Task objective: Give again, word for word, every line below from the one that has "pixel 353 152" through the one that has "pixel 373 166", both included, and no others.

* * * *

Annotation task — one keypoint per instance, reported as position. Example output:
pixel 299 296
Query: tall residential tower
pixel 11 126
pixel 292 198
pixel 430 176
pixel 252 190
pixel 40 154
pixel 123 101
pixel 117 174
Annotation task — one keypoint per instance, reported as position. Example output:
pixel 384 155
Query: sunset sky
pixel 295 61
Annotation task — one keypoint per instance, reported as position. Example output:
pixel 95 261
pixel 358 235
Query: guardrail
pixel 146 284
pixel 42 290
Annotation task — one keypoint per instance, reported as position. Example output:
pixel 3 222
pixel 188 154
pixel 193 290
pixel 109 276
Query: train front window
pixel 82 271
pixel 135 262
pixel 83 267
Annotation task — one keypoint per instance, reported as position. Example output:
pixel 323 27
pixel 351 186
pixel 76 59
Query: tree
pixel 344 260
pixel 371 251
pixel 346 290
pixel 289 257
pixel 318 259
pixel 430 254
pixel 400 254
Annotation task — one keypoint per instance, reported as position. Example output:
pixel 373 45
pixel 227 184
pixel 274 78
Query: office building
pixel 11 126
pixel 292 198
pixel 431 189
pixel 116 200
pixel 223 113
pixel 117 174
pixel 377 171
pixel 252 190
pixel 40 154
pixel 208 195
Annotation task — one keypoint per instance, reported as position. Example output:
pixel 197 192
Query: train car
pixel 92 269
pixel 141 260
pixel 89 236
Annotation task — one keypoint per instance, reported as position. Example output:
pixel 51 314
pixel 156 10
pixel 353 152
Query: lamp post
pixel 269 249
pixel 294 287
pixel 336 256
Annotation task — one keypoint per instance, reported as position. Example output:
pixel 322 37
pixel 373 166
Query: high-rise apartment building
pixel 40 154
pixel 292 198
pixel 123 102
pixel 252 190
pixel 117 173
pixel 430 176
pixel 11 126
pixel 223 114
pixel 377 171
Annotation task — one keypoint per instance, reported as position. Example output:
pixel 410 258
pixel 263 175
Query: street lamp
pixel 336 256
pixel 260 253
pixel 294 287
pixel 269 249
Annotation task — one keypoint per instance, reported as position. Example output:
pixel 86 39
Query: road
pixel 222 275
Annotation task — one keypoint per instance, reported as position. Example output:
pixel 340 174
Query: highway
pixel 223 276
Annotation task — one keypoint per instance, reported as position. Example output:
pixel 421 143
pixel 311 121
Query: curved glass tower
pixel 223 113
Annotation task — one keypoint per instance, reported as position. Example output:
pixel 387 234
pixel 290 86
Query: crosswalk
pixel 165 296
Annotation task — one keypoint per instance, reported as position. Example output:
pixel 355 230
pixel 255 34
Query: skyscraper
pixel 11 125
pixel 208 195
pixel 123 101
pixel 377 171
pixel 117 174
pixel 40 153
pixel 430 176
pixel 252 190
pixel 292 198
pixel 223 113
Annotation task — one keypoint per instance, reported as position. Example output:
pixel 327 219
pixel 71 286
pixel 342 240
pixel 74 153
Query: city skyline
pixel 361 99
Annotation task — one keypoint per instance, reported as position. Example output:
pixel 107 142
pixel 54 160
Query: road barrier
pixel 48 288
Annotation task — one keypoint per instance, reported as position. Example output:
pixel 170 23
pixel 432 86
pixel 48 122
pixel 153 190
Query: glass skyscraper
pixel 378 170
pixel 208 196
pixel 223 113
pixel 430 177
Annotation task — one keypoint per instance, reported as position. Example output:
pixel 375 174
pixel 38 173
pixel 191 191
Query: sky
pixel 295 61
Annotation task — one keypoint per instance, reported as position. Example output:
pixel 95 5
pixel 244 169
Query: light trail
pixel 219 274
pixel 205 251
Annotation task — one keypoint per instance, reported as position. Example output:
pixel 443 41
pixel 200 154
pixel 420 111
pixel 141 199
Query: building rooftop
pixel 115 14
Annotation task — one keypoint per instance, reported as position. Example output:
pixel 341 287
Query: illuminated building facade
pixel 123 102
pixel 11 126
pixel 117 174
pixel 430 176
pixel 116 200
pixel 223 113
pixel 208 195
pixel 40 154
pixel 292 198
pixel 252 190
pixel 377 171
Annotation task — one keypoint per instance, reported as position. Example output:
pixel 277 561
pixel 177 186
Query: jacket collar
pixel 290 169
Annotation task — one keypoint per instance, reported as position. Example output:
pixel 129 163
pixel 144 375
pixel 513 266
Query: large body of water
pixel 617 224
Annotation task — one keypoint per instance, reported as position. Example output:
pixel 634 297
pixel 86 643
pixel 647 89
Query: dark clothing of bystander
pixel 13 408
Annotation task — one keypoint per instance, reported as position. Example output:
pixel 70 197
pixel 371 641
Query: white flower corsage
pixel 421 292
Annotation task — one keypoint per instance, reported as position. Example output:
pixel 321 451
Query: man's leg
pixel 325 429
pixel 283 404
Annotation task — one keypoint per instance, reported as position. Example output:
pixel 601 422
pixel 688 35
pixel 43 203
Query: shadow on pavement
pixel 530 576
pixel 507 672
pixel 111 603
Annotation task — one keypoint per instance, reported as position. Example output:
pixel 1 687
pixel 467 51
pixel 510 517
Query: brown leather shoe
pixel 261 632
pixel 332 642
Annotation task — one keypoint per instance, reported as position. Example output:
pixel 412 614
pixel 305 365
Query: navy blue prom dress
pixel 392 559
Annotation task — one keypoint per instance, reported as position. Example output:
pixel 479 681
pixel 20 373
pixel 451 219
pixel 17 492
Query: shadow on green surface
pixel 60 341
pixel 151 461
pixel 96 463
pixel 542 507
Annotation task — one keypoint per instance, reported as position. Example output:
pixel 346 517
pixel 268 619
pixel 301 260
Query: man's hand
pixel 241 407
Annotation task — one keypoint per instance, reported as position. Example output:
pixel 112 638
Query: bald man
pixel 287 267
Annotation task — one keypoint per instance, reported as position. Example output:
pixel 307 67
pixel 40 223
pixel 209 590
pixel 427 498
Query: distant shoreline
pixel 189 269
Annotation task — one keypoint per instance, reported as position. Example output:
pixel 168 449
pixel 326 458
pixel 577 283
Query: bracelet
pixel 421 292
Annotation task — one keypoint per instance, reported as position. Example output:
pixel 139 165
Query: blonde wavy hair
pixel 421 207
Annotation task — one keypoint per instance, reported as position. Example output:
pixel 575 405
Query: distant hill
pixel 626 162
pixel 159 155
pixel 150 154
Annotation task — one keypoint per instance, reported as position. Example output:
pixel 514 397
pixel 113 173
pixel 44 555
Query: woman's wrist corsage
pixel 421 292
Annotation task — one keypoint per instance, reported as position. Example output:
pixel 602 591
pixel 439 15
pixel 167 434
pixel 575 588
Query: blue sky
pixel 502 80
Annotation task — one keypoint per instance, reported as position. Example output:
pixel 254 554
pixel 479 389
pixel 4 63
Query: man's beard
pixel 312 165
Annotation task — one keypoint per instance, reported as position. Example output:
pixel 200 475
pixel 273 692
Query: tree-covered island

* * * *

Result for this exercise:
pixel 353 152
Query: lamp post
pixel 269 249
pixel 294 287
pixel 336 256
Annotation task — one keypoint per instance, reported as position. Example output:
pixel 322 37
pixel 373 166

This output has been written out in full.